# What you will do
Repeat the material verbatim from the line containing "Can you find the chrome" through the line containing "[[269, 369], [274, 368]]", including both of those lines.

(Point annotation records)
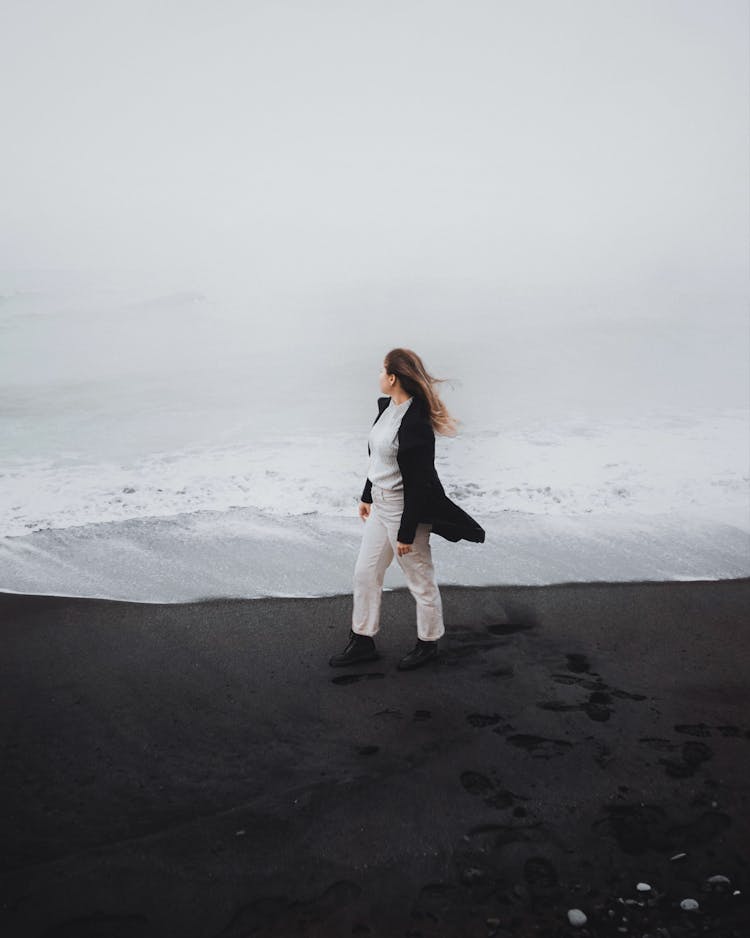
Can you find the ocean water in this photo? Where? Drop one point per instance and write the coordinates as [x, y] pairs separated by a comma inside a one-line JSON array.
[[165, 445]]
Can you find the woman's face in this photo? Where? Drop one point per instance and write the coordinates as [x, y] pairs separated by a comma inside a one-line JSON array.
[[385, 385]]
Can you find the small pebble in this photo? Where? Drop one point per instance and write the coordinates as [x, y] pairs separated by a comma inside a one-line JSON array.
[[576, 917]]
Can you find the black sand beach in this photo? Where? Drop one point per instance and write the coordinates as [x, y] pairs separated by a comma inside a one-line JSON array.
[[200, 771]]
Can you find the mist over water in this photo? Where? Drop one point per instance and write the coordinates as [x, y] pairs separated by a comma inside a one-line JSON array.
[[205, 260]]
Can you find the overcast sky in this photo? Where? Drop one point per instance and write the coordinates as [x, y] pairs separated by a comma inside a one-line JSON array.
[[569, 147]]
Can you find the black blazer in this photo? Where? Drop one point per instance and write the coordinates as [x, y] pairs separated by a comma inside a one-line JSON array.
[[424, 497]]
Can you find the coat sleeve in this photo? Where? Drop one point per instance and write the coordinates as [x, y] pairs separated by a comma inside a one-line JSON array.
[[417, 465], [367, 490]]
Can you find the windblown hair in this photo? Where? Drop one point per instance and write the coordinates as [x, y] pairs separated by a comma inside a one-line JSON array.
[[417, 381]]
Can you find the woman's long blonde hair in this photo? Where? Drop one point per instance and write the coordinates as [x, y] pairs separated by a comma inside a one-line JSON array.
[[408, 367]]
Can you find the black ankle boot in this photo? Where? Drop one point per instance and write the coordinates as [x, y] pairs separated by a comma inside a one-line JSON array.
[[422, 652], [360, 648]]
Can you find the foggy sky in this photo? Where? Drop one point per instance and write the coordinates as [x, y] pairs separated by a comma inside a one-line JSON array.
[[579, 149]]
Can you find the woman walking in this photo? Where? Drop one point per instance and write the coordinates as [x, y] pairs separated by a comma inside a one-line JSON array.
[[403, 501]]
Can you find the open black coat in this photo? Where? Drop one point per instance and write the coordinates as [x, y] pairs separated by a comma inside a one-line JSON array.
[[424, 497]]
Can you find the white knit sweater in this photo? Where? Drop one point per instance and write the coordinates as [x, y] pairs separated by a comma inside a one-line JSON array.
[[383, 467]]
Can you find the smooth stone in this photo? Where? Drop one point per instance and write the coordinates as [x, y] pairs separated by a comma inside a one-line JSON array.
[[576, 917]]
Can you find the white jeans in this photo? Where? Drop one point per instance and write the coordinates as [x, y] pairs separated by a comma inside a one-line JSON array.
[[375, 555]]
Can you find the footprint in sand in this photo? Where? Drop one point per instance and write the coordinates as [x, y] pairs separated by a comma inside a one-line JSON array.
[[353, 678], [693, 729], [541, 877], [539, 746], [495, 796], [578, 662], [483, 719]]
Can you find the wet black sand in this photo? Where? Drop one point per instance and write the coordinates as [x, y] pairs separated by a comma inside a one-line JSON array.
[[199, 770]]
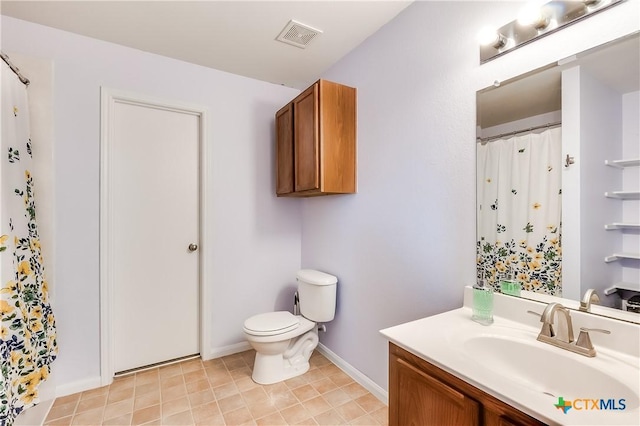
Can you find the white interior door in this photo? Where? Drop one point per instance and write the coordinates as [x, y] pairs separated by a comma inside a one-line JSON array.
[[154, 189]]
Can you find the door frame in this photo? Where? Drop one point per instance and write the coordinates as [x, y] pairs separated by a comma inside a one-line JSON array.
[[109, 98]]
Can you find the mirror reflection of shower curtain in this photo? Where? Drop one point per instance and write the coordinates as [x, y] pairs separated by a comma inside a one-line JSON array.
[[28, 334], [519, 211]]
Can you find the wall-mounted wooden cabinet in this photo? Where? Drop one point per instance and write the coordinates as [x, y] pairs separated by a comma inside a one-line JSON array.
[[316, 142], [423, 394]]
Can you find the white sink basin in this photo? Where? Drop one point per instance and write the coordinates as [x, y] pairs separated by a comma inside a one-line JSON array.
[[553, 371]]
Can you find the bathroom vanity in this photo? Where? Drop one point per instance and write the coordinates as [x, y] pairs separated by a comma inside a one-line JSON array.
[[422, 394], [447, 369]]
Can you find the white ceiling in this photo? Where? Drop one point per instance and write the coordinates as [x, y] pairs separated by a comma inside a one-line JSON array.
[[233, 36], [615, 64]]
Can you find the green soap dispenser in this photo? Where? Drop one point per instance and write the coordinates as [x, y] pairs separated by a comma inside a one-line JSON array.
[[511, 286], [482, 310]]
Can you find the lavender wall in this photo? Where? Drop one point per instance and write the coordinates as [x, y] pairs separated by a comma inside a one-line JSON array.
[[404, 246], [254, 238]]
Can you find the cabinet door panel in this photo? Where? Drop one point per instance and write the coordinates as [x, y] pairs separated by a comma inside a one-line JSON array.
[[284, 150], [424, 400], [306, 140]]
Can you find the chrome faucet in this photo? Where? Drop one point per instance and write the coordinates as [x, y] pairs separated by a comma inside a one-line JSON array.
[[590, 296], [548, 334], [548, 330]]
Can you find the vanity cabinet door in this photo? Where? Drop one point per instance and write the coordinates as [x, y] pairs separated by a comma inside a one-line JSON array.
[[421, 394], [420, 399]]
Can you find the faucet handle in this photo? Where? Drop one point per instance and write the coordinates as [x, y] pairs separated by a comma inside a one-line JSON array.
[[597, 330], [584, 341]]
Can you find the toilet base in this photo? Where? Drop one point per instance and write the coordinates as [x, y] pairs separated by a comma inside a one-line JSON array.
[[269, 369], [274, 368]]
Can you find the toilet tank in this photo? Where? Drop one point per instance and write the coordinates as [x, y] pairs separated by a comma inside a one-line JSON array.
[[317, 293]]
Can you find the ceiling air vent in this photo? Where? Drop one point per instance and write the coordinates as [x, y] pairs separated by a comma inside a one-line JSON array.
[[297, 34]]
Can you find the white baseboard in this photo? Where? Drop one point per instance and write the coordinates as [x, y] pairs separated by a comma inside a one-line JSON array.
[[226, 350], [35, 415], [355, 374], [79, 386]]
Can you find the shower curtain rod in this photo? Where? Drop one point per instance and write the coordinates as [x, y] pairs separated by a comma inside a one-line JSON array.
[[530, 129], [15, 69]]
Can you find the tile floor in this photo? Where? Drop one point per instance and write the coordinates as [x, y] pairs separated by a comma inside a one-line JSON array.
[[221, 392]]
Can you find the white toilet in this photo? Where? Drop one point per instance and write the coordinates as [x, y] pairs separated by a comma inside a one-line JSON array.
[[283, 341]]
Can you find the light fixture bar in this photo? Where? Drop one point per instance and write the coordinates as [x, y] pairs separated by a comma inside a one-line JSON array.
[[553, 16]]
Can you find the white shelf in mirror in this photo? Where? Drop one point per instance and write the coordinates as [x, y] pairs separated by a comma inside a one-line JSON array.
[[623, 195], [622, 286], [619, 225], [624, 255], [621, 164]]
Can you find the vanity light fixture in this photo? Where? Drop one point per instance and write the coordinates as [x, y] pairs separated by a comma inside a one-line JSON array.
[[534, 16], [536, 21]]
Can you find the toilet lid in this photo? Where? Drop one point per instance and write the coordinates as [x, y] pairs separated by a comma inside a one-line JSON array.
[[271, 323]]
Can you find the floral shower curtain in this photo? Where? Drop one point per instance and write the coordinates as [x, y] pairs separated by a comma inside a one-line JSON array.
[[519, 211], [27, 335]]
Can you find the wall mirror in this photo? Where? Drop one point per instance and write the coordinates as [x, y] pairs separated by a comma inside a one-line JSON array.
[[558, 180]]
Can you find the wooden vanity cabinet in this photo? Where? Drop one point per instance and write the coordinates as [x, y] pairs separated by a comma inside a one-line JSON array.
[[422, 394], [316, 142]]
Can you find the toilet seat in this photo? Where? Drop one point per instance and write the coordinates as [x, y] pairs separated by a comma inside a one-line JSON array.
[[271, 323]]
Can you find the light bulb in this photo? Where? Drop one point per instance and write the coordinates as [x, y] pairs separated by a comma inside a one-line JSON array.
[[533, 15], [489, 36]]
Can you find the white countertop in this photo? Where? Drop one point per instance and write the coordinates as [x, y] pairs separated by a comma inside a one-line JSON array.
[[439, 339]]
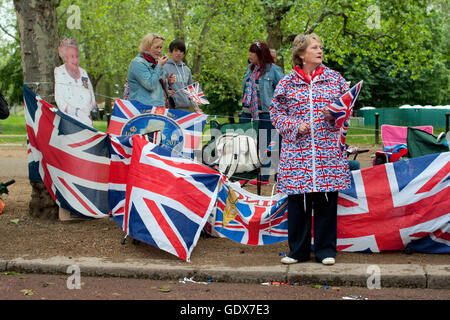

# Full response
Can you find the chrome faucet in this photo? Where? Drop one point per instance and write the coordinates as [x, y] pairs separated by a comma inside a one-line JSON array.
[[590, 296], [548, 334], [548, 330]]
Can you find the vanity cabinet door in this photo? Where? Drop one point per instance and write the coordinates as [x, y] pairs separated by a comma inside a one-line JSON array.
[[421, 394], [420, 399]]
Can you find the faucet handle in this photo? Where? Drop one point per instance and write the coordinates as [x, y] pairs separated by a comma inside a one-line JSON array.
[[597, 330], [584, 341]]
Can you find the toilet base in this photo? Where? Drop one point per instance and write the coordinates as [x, y] pairs separated by a comma inside a one-line JSON array.
[[269, 369], [274, 368]]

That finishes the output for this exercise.